**PROBLEM STATEMENT:**
Can you rewrite the material below with "Set a marker" swapped for "Place a dot" at every occurrence and nothing else changed?

**MATERIAL FOR THIS EXERCISE:**

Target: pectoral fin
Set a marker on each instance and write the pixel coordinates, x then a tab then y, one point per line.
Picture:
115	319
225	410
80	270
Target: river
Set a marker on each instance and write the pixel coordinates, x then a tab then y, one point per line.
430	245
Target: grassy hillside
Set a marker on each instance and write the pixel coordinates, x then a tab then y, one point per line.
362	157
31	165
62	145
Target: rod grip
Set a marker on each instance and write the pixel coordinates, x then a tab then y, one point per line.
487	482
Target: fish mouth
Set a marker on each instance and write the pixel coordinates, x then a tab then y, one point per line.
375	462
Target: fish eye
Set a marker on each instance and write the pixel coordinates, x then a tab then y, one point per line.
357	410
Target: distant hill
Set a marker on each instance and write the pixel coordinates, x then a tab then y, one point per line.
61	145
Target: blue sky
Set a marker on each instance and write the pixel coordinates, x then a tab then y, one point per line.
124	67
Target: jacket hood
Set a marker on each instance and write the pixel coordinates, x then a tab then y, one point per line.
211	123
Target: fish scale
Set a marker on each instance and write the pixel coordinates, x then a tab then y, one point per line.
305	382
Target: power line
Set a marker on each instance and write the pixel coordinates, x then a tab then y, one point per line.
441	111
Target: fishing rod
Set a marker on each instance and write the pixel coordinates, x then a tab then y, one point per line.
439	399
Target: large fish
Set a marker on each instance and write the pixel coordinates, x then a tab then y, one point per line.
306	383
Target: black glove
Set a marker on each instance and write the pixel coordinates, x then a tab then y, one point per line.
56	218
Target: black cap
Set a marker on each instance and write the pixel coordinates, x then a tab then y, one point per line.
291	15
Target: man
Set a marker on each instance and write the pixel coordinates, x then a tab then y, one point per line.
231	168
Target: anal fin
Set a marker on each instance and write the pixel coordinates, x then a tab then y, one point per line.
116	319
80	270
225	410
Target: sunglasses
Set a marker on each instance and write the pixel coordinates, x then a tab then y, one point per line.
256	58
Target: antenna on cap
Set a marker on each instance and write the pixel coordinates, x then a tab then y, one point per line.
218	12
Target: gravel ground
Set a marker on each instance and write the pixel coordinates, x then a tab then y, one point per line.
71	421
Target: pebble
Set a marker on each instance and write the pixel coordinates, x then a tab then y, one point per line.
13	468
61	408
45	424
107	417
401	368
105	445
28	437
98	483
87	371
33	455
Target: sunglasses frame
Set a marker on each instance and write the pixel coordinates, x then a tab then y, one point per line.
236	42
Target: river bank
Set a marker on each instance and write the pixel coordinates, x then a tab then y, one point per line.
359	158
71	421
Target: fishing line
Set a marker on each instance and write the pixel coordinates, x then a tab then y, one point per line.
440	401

**ANSWER IN FULL:**
Target: pectoral fin
Place a dot on each instance and write the pixel coordinates, x then a tab then y, one point per line.
Picture:
115	319
225	410
80	270
Target: river
Place a dot on each instance and write the pixel coordinates, x then a tab then y, one point per line.
430	245
Target: grassy hillside
Place a dot on each instance and write the pixel coordinates, x then a tab then y, one point per line.
362	157
31	165
62	145
Target: rod grip
Place a dot on each instance and write the pixel coordinates, x then a tab then y, one point per line.
487	482
Target: fish mouth
Place a dot on each instance and write the pixel coordinates, x then a tab then y, one point per line.
375	462
Target: fish eye
Place a dot on each instance and write the pixel coordinates, x then a tab then y, one point per line.
357	410
Target: distant hill
Place a dot on each instance and write the pixel coordinates, x then a tab then y, one point per line.
61	145
Target: blue sky
Place a dot on each instance and write the pixel coordinates, x then a tab then y, one point per line.
124	67
Target: jacket hood
Place a dot on each instance and write the pixel coordinates, x then a tab then y, one point per line.
211	123
Target: fish scale
Place a dot on each instance and write the pixel coordinates, x then a tab then y, one point per line.
305	382
Target: power line
Place a dot on each instance and write the pixel coordinates, x then a tab then y, one point per line.
441	111
Target: fishing rod
Place a dot on each instance and write the pixel coordinates, x then a tab then y, one point per line.
439	399
Target: large fish
Place a dot on each instance and write the pixel coordinates, x then a tab then y, one point per line.
306	383
Target: black glove
Place a dot on each instance and write the pixel coordinates, x then a tab then y, one point per line.
56	218
Target: black cap
Place a dot on each instance and write the pixel coordinates, x then a tab then y, one point per line.
291	15
Target: man
Place a dot on each instance and write the pixel coordinates, x then a tab then y, one point per line.
231	168
Target: anal fin
Place a dot on each instance and write the pixel coordinates, x then a tab then y, one point per line.
116	319
80	270
225	410
Target: sunglasses
Place a dot on each instance and write the pixel coordinates, x then a tab then y, one point per line.
256	58
Target: antenna on cap
Place a dot on each instance and write the pixel coordinates, x then a tab then y, one point per line.
218	12
Target: gravel ground
Place a dot on each instance and write the pixel coordinates, x then a tab then y, one point per line.
71	421
Target: pebble
Place a dot on each instance and write the pixel coordinates, x then a tab then y, one point per line.
13	468
61	408
45	424
107	417
401	368
105	445
28	437
98	483
87	371
33	455
Target: sunglasses frame
Place a dot on each instance and write the pixel coordinates, x then a tab then y, one point per line.
236	42
Target: river bank
Place a dot on each instance and write the pixel coordinates, x then a tab then y, one point per line.
359	158
71	421
Target: fishing line
Place a dot on each instance and write the pixel coordinates, x then a tab then y, one point per line.
440	401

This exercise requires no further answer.